§ **DATA PROVIDED**
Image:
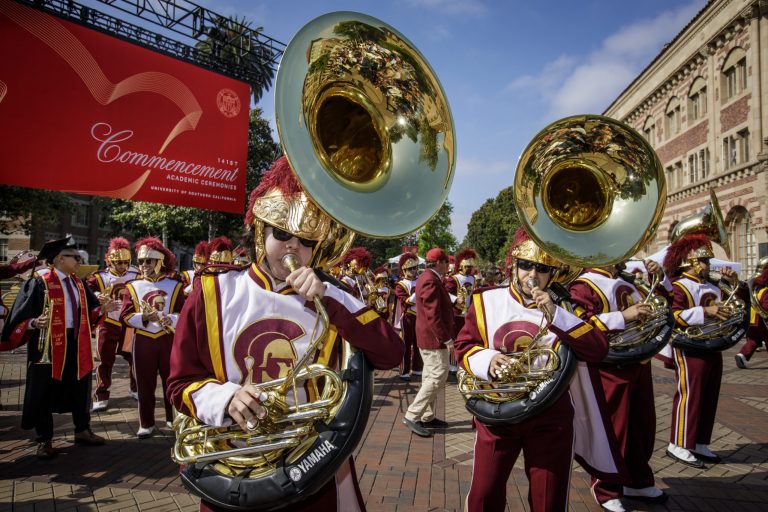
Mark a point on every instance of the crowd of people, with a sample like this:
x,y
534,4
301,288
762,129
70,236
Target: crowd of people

§ **GOAL**
Copy every line of the listing above word for word, but leave out the pictures.

§ **PROBLEM SOLUTION**
Image:
Mark a point on every instance of the crowd of people, with a sample like this:
x,y
534,4
301,288
762,129
70,236
Target: crowd of people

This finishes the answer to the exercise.